## Problemas por resolver
A - Cita del texto sobre izquierda y ciudad el pasaje que va desde "03_docu4-4.1gLa Huelga de" hasta "moderadora del acto).", ambos incluidos.
B - Responde a estas preguntas según el texto sobre izquierda y ciudad:
(i) ¿Quién actuó como moderadora del debate?
(ii) ¿Qué acontecimiento tendrá lugar en 2019, según el texto?
(iii) ¿Qué recogen los movimientos populistas, identitarios o de extrema derecha?
C - Prosigue el texto sobre izquierda y ciudad a partir de su última frase.

Izquierda y ciudad

03_docu4-4.1gLa Huelga de Tranvías de Barcelona, marzo de 1951.

(Traducción de la intervención realizada en el curso del debate “Barcelona, ciudad de izquierdas”, celebrado el pasado 24 de enero en Barcelona bajo los auspicios de la Fundación Rafael Campalans, con la participación de Imma Mayol, ex-teniente de alcalde del Ayuntamiento de Barcelona y de Jaume Collboni, candidato socialista a la alcaldía, que contó con la directora de la fundación, la diputada Esther Niubó, como moderadora del acto).

En primer lugar, quisiera agradecer a la Fundación su invitación a participar en este debate. Un debate oportuno y sin duda muy necesario. Fundamentalmente, por dos razones. Dos razones que constituyen, a su vez, dos desafíos mayores para las izquierdas.

A pesar de hallarnos ante unas trascendentales elecciones municipales, no va a resultar fácil en los próximos meses hablar de proyectos de ciudad, debatir acerca del presente y el futuro de Barcelona. La cita con las urnas tendrá lugar en un contexto de alta tensión política y emocional. 2019 será el año del juicio de los dirigentes independentistas. La polarización que, aquí como en el resto de España, propiciará este acontecimiento tenderá a sumergirlo todo.

Y, sin embargo, es necesario persistir. La izquierda tiene la obligación de hacerlo. En realidad, el conflicto territorial planteado no es en absoluto ajeno a los dilemas de la ciudad. Uno y otros tienen que ver con la crisis de la globalización neoliberal; constituyen manifestaciones particulares de la misma y, en el caso de Catalunya, aparecen estrechamente relacionadas.

El Estado nación está en cuestión. Los cambios inducidos por la nuevas tecnologías en la producción y la distribución, unidos a los efectos de años de recesión y de políticas de austeridad, han generado en la ciudadanía un sentimiento agudo de pérdida de capacidad decisoria, han erosionado la democracia política y los sistemas de representación. Así, vemos surgir en toda Europa y en el mundo movimientos populistas, identitarios o de extrema derecha, que recogen la desazón de las clases medias y de las franjas de la población que se consideran «perdedoras de la globalización». Todas las instituciones, desde la propia Unión Europea hasta el conjunto de sus Estados, se ven atenazadas por esas tensiones.

## Entradas proporcionadas
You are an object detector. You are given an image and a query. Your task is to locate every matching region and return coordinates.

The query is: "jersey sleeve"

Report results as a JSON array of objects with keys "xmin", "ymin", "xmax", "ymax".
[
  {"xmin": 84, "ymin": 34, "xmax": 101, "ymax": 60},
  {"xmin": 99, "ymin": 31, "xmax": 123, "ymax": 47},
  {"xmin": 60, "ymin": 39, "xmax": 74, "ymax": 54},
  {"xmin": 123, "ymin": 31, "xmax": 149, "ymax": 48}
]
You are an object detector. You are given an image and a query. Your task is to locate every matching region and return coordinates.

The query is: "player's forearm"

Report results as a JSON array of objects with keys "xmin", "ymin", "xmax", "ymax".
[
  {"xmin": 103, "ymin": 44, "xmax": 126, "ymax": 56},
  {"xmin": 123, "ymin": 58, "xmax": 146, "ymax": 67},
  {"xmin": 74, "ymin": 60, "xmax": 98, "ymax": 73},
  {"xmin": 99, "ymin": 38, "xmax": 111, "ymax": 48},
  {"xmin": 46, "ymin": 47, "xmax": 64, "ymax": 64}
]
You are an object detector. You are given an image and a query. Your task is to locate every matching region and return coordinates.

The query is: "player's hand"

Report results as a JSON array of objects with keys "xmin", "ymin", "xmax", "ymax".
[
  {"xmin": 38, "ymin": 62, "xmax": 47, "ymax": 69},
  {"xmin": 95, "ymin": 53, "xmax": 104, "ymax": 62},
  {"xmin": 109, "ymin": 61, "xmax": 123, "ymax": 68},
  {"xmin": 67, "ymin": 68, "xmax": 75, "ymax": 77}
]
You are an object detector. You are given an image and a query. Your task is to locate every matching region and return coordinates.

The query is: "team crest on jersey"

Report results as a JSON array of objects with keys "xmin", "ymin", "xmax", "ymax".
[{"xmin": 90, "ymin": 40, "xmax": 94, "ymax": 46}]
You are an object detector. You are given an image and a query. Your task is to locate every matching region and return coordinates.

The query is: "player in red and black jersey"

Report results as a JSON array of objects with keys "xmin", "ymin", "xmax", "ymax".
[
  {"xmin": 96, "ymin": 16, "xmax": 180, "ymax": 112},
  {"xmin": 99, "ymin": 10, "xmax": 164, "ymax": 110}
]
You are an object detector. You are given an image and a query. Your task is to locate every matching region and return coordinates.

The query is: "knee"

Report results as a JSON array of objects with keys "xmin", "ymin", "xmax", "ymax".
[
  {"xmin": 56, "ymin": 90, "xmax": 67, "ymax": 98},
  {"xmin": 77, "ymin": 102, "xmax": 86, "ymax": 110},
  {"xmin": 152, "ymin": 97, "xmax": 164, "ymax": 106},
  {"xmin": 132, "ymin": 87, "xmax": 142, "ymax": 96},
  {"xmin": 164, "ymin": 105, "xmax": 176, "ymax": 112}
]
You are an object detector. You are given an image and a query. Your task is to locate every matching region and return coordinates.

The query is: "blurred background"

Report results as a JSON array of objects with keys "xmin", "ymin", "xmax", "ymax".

* * *

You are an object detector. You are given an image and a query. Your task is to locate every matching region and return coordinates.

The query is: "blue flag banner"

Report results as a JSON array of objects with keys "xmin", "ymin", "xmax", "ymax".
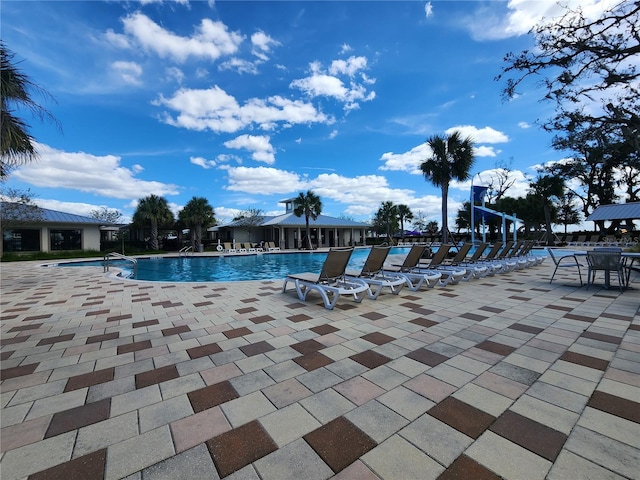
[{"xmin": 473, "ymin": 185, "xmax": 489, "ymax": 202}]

## Respuestas en orden
A -
03_docu4-4.1gLa Huelga de Tranvías de Barcelona, marzo de 1951.

(Traducción de la intervención realizada en el curso del debate “Barcelona, ciudad de izquierdas”, celebrado el pasado 24 de enero en Barcelona bajo los auspicios de la Fundación Rafael Campalans, con la participación de Imma Mayol, ex-teniente de alcalde del Ayuntamiento de Barcelona y de Jaume Collboni, candidato socialista a la alcaldía, que contó con la directora de la fundación, la diputada Esther Niubó, como moderadora del acto).

B -
(i) Esther Niubó, diputada y directora de la fundación.
(ii) El juicio de los dirigentes independentistas.
(iii) La desazón de las clases medias y de las franjas de la población que se consideran «perdedoras de la globalización».

C -
Pero esa tensión atraviesa igualmente a las ciudades, que se convierten en el receptáculo de todos los problemas de la «economía-mundo», como diría Thomas Piketty… al tiempo que crisol de inauditas potencialidades de transformación y avance social. Es decir, la ciudad deviene teatro renovado – y ella misma objeto codiciado – de la lucha de clases del siglo XXI. Estos últimos días, hemos tenido un vivo ejemplo de ello en Barcelona y en Madrid con la movilización del sector del taxi. Si no hay gobierno, reglamentación, liderazgo político con criterio de servicio público y defensa del bien común, las potencialidades que brindan las nuevas tecnologías permiten a las corporaciones multinacionales hacerse con un sector, generalizando la precariedad y la desprotección. El problema no son los algoritmos, son los contra-poderes democráticos, es el gobierno: en primer lugar, de la ciudad. Como decía Stephen Hawking, “no debemos temer a los robots, sino al capitalismo”.

Es necesario subrayar, además, el peso desmesurado que representan Barcelona y su densa área metropolitana en relación a Catalunya: en términos demográficos, de potencial económico y cultural, de proyección internacional… Esta realidad urbana no se corresponde en absoluto con la del país. La dimensión y características de Barcelona son las de una capital española y metrópoli global. Eso explica muchas de las contradicciones que vivimos y acentúa la importancia del debate sobre el modelo de Barcelona… al tiempo que nos brinda algunas claves para abordarlo.

Entente de las izquierdas

La segunda razón que hace muy oportuna la iniciativa de la Fundación Campalans tiene que ver con una necesidad no menos imperiosa: que las izquierdas, sus diferentes sensibilidades y tradiciones, puedan realizar estos debates de manera abierta y fraternal, sin escamotear discrepancias, pero buscando «intersecciones», como diría Francesc-Marc Álvaro.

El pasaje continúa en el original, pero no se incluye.